⟨

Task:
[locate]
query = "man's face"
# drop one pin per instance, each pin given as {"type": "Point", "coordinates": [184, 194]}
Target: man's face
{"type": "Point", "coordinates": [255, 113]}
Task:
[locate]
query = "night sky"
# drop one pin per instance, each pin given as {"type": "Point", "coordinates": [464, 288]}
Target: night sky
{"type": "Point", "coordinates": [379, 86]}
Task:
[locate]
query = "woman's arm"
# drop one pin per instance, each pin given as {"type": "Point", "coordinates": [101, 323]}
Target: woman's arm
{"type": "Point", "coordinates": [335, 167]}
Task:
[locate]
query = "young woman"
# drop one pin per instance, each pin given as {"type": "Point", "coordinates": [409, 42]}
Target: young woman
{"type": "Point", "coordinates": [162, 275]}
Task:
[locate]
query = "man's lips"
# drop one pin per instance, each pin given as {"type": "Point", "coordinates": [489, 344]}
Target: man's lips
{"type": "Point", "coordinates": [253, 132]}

⟩
⟨

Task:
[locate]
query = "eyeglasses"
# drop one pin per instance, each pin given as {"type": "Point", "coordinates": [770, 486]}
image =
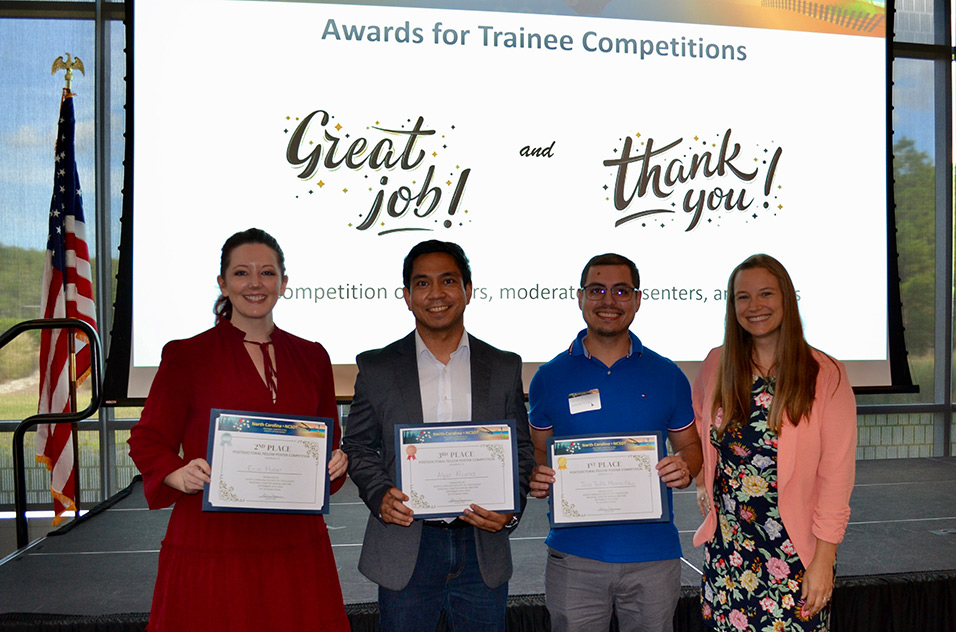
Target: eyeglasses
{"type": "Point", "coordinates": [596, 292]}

⟩
⟨

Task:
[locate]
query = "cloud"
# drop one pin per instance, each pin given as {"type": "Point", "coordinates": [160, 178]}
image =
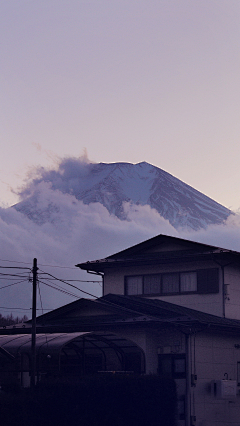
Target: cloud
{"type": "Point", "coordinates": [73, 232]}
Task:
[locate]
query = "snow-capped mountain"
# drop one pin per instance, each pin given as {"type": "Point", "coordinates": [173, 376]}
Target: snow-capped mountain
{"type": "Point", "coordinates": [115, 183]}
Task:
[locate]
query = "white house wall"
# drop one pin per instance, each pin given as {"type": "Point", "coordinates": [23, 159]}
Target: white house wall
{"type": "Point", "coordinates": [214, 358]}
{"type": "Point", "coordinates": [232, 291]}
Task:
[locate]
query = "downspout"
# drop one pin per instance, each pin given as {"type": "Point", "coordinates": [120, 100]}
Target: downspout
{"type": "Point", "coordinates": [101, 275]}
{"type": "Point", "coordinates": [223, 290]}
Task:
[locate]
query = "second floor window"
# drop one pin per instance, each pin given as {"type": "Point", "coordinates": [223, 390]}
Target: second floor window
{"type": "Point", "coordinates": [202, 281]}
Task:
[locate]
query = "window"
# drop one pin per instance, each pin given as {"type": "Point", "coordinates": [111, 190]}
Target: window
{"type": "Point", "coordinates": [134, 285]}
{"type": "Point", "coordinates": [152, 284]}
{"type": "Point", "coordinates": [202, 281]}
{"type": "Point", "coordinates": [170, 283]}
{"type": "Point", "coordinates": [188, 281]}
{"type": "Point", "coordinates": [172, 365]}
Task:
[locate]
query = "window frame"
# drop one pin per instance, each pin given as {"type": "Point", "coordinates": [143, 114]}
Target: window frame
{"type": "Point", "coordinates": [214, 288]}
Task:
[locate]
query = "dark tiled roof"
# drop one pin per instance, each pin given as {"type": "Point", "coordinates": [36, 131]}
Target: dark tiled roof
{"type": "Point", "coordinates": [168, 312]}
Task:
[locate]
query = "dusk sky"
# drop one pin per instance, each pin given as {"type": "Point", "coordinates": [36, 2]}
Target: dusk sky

⟩

• Written task:
Count the lines in the entries above that contain the string "snow", matching case exactly, and give only the number.

• Exercise response:
2